──────── Given text

Dörte Gatermann (born 1956, Hamburg) is a German architect who is best known for designing the Triangle Tower in Cologne.

==Early life==
Dörte Gatermann's was born in 1956 in Hamburg, Germany. Gatermann's mother died when she was a little girl, and she was raised by her architect father. She went on to study at the Braunschweig University of Technology and at RWTH Aachen where she studied under Pritzker prize-winning architect Gottfried Böhm. After working successfully as leader for Böhm's Züblin House project in Stuttgart while still a student, she spent the next five years working for him as project leader after her graduation.

==Career==

In 1984, together with her partner Elmar Schossig, whom she later married, Gatermann opened her own architecture firm in Cologne, Gatermann + Schossig. After a few rather modest assignments, larger commissions materialized making the company one of the most innovative and successful architectural firms in Germany. By 2009, when Schossig died, they had implemented some 50 projects. In 2002, after being offered various professorships, Gatermann finally took the chair at the Technische Universität Darmstadt where she taught until 2007, ultimately deciding to concentrate on her business in Cologne. One of her most memorable achievements in Darmstadt was arranging the so-called "Hall of Fame" museum for women, including the travelling exhibition she designed for the photographer Bettina Flitner.

Gatermann's masterpiece is the Triangle Tower, with a height of approximately 103 meters. Awarded the commission when she was only 47 years old, she now states with an air of self-satisfaction: "I have shown that not only men can build skyscrapers but that I can too." In 2006, the Gatermann + Schossig architectural firm was awarded the Pilkington glass company "Synthesis - Architect and Industry" prize for innovation in architecture as a result of their innovative use of glass in the Triangle building.

────────────────
──────── Exercise data

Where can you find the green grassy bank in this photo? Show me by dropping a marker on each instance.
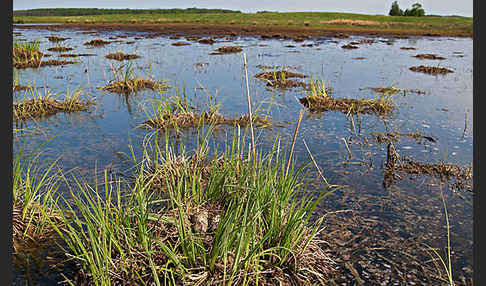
(308, 21)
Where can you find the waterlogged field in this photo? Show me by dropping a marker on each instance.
(396, 158)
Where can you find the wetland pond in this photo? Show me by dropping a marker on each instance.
(376, 230)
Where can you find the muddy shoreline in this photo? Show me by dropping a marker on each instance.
(233, 30)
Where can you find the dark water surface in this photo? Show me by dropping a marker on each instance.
(101, 137)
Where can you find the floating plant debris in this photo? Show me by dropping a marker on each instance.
(59, 49)
(382, 105)
(394, 90)
(429, 57)
(279, 79)
(430, 70)
(39, 63)
(18, 87)
(134, 85)
(278, 75)
(120, 56)
(407, 48)
(209, 41)
(392, 136)
(56, 39)
(46, 106)
(341, 35)
(349, 46)
(227, 50)
(443, 171)
(193, 120)
(192, 38)
(177, 44)
(75, 55)
(96, 42)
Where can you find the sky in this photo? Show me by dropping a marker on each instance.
(379, 7)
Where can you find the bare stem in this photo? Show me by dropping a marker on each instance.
(301, 114)
(249, 105)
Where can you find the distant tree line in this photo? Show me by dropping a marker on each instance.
(96, 11)
(416, 10)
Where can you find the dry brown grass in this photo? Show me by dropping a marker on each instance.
(75, 55)
(227, 50)
(279, 79)
(177, 44)
(429, 57)
(382, 105)
(56, 39)
(430, 70)
(59, 49)
(133, 85)
(120, 56)
(96, 42)
(193, 120)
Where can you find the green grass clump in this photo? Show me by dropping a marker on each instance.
(318, 100)
(26, 54)
(203, 219)
(38, 106)
(125, 82)
(34, 189)
(120, 56)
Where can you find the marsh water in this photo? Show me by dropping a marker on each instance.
(412, 206)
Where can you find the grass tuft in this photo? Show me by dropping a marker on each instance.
(318, 100)
(215, 220)
(120, 56)
(39, 106)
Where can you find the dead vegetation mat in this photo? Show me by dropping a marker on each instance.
(346, 105)
(96, 42)
(59, 49)
(193, 120)
(120, 56)
(430, 70)
(132, 85)
(459, 177)
(429, 57)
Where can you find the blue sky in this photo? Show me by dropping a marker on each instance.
(436, 7)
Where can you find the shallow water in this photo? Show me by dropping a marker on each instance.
(100, 137)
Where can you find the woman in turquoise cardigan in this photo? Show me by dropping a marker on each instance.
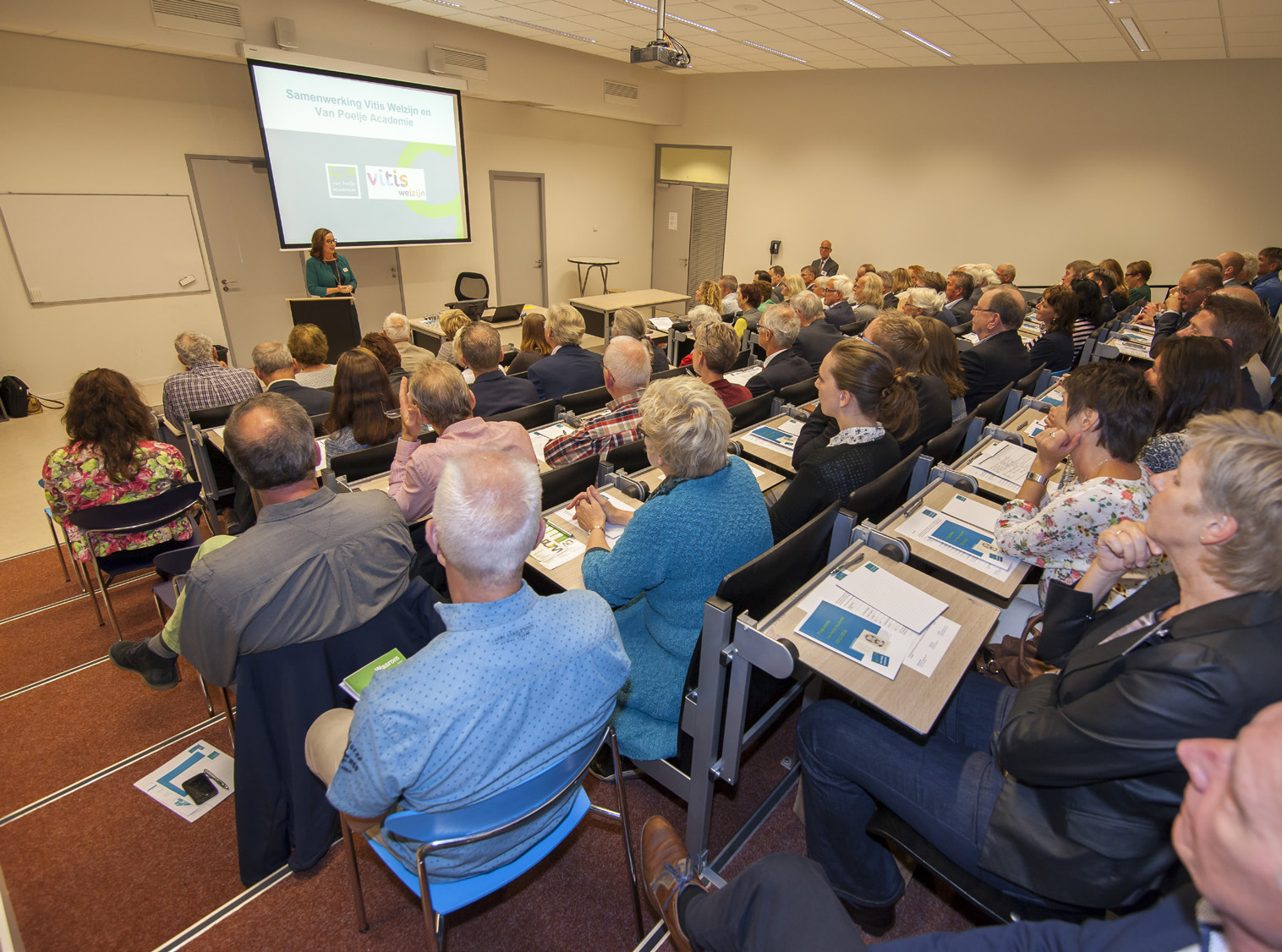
(328, 273)
(707, 519)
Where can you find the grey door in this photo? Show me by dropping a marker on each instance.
(670, 263)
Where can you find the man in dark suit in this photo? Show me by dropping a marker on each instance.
(824, 265)
(784, 367)
(958, 293)
(784, 897)
(569, 368)
(817, 336)
(495, 392)
(1000, 357)
(275, 367)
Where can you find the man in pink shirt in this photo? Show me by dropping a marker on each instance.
(436, 395)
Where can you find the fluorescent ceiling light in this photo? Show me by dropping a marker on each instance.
(1135, 34)
(914, 36)
(546, 30)
(786, 55)
(667, 15)
(863, 9)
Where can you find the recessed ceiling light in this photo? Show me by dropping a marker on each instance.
(546, 30)
(863, 9)
(1135, 34)
(924, 42)
(667, 15)
(786, 55)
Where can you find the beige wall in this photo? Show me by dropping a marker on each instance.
(995, 164)
(91, 118)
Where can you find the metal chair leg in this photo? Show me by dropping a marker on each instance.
(354, 874)
(58, 546)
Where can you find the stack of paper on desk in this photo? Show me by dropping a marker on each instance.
(611, 532)
(877, 621)
(1001, 464)
(780, 439)
(962, 531)
(556, 547)
(545, 435)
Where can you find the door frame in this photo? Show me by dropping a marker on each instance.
(204, 236)
(543, 222)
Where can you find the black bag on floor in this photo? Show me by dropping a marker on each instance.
(13, 397)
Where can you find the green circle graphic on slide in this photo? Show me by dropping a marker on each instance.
(436, 159)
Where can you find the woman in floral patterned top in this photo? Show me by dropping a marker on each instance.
(1107, 415)
(111, 459)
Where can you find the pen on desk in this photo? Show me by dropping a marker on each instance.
(216, 780)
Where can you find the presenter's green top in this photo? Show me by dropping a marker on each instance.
(325, 275)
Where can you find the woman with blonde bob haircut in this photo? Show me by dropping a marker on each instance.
(872, 402)
(705, 519)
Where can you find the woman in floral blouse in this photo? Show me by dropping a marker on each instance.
(111, 459)
(1107, 415)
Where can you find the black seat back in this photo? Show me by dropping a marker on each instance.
(564, 484)
(948, 445)
(363, 462)
(994, 407)
(752, 412)
(628, 457)
(879, 497)
(586, 400)
(211, 417)
(529, 417)
(800, 392)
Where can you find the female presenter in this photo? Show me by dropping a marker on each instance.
(328, 272)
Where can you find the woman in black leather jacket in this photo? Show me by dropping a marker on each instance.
(1066, 790)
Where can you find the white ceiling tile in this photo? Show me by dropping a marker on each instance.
(1085, 31)
(1000, 21)
(973, 8)
(1062, 57)
(1181, 27)
(1175, 9)
(1072, 17)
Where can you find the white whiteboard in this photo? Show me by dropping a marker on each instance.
(85, 248)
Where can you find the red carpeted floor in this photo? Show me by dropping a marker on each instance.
(108, 867)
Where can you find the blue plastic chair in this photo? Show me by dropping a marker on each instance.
(490, 818)
(124, 518)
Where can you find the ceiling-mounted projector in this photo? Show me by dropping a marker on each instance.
(659, 54)
(663, 52)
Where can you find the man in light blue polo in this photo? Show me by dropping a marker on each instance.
(512, 686)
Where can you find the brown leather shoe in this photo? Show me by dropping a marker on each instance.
(666, 867)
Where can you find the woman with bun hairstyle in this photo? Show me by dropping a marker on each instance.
(874, 402)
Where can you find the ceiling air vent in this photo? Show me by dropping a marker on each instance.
(462, 63)
(199, 17)
(622, 94)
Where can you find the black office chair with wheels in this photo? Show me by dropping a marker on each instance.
(946, 446)
(471, 286)
(628, 457)
(123, 519)
(755, 589)
(566, 482)
(359, 464)
(879, 499)
(800, 392)
(586, 400)
(529, 417)
(752, 412)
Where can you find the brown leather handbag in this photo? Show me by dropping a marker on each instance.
(1014, 661)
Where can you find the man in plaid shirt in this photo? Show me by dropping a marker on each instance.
(205, 383)
(627, 372)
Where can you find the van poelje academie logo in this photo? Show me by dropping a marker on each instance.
(344, 181)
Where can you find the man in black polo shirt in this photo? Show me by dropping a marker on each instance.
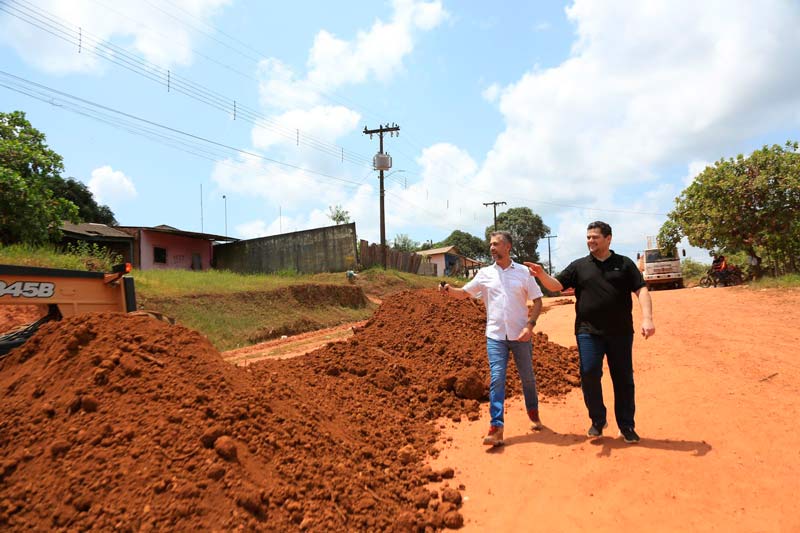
(603, 283)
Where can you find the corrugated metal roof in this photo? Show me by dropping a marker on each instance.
(93, 229)
(163, 228)
(434, 251)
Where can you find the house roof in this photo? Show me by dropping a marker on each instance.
(163, 228)
(93, 230)
(453, 250)
(436, 251)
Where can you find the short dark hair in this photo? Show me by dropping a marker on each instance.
(506, 235)
(604, 228)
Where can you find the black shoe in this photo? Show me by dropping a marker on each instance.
(629, 435)
(596, 431)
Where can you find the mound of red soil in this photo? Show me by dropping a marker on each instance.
(120, 422)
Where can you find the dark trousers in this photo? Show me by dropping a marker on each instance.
(619, 350)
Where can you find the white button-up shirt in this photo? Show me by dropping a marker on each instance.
(505, 292)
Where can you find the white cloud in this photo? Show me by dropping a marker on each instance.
(326, 123)
(647, 84)
(129, 24)
(111, 186)
(694, 170)
(332, 62)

────────────────

• _Exercise_
Edit the Dörte Gatermann article from "Dörte Gatermann (born" to "after her graduation.", inclusive, changing "Braunschweig University of Technology" to "TU Braunschweig", and give that passage back.

• _Your solution_
Dörte Gatermann (born 1956, Hamburg) is a German architect who is best known for designing the Triangle Tower in Cologne.

==Early life==
Dörte Gatermann's was born in 1956 in Hamburg, Germany. Gatermann's mother died when she was a little girl, and she was raised by her architect father. She went on to study at the TU Braunschweig and at RWTH Aachen where she studied under Pritzker prize-winning architect Gottfried Böhm. After working successfully as leader for Böhm's Züblin House project in Stuttgart while still a student, she spent the next five years working for him as project leader after her graduation.